> Document extract
This is in response to your letter of November 25, 2014 (the “Letter”) requesting an exemption under Rule G-37(i) of the Municipal Securities Rulemaking Board (MSRB) and FINRA Rule 9610 from the prohibition from engaging in municipal securities business in MSRB Rule G-37(b) for FIRM (“Firm”) with: (1) SCHOOL DISTRICT (the “SD”); and (2) CITY (the “City” and, together with the SD, the “Municipalities”).  You request this exemption because NAME (the “Associate”) made a $100 contribution (the “City Contribution”) to the primary election campaign of INDIVIDUAL A (the “City Candidate”) and a $99 contribution (the “SD Contribution” and, together with the City Contribution, the “Contributions”) to the general election campaign of INDIVIDUAL B (the “SD Candidate” and, together with the City Candidate, the “Candidates”).  The Associate was not eligible to vote for either of the Candidates.[1]

In support of your request that the Firm be granted an exemption you made the following representations:

On November 10, 2014, the Firm’s Public Finance Department’s City Office hired the Associate as a municipal investment banking associate, a position that carries no supervisory responsibilities.  The Firm hired the Associate because of her outstanding academic resume, prior municipal investment banking experience and recent experience leading a City-based non-profit, and not because of any influence the Associate may have with the Municipalities based on the Contributions.  As the Associate has been hired to engage primarily in municipal securities business, the Firm has deemed the Associate a “municipal finance professional” as defined in Rule G-37(g)(iv) and stipulates that she is covered by this rule provision. 

From September 2008 through October 2014, the Associate was Chief Executive Officer of Organization A, a charitable organization not associated with any municipal securities dealer; thus, she was not a municipal finance professional (an “MFP”), nor governed by any of the rules associated with municipal securities business.

> What is being asked
Can you reproduce the exemption letter word for word, from "In support of" up to and including "this rule provision."? The rows come from a different source than the exemption letter.

> Supplied records
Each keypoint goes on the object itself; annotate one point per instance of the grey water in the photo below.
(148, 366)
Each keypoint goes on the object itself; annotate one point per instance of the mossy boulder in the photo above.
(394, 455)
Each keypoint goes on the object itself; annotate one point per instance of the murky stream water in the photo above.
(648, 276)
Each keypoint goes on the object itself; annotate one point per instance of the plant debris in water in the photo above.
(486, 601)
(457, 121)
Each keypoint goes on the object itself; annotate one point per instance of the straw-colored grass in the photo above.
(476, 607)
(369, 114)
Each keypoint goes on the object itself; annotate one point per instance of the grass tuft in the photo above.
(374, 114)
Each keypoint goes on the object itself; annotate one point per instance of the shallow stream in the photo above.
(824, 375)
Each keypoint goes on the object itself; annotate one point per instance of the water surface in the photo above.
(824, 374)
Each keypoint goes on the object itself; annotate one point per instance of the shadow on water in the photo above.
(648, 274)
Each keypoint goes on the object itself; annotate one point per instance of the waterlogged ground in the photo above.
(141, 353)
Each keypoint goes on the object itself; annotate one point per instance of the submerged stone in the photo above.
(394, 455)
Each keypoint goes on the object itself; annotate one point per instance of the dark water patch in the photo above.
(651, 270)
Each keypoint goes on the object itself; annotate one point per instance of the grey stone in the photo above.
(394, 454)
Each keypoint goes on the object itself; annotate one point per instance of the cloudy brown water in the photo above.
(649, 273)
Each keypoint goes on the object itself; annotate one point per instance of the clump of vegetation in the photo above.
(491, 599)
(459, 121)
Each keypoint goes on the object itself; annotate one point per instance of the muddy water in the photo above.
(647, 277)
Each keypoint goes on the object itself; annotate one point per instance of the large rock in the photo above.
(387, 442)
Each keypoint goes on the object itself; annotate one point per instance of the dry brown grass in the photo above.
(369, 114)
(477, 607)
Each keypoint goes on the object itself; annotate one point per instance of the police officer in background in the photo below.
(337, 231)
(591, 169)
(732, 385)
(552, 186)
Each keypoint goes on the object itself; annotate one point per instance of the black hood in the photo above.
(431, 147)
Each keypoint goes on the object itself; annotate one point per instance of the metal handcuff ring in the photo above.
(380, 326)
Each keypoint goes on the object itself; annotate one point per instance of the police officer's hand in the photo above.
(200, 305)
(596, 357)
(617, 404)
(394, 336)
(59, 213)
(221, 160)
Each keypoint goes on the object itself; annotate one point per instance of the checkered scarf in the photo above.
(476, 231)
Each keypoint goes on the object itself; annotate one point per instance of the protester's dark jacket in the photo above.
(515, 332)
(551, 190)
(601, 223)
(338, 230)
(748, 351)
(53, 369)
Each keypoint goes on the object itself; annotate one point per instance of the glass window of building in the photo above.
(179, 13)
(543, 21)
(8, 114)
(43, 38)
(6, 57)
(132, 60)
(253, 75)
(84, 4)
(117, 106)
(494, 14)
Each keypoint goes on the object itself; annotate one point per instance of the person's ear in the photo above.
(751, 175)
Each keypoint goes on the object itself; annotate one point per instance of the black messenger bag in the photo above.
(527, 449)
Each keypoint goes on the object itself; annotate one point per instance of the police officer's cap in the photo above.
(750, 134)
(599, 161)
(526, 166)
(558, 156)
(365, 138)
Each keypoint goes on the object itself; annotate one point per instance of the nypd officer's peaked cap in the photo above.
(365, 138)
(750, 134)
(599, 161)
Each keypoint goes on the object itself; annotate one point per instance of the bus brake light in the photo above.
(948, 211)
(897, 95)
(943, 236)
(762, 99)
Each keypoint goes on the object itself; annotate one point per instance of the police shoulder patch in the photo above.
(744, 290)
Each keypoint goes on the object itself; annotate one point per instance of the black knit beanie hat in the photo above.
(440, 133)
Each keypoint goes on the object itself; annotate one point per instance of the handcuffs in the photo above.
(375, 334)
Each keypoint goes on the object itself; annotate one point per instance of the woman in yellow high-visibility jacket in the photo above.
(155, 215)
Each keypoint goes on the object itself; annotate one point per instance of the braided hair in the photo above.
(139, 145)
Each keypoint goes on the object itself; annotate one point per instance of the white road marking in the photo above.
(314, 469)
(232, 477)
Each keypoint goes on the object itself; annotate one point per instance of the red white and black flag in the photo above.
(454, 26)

> Response to this task
In support of your request that the Firm be granted an exemption you made the following representations:

On November 10, 2014, the Firm’s Public Finance Department’s City Office hired the Associate as a municipal investment banking associate, a position that carries no supervisory responsibilities.  The Firm hired the Associate because of her outstanding academic resume, prior municipal investment banking experience and recent experience leading a City-based non-profit, and not because of any influence the Associate may have with the Municipalities based on the Contributions.  As the Associate has been hired to engage primarily in municipal securities business, the Firm has deemed the Associate a “municipal finance professional” as defined in Rule G-37(g)(iv) and stipulates that she is covered by this rule provision.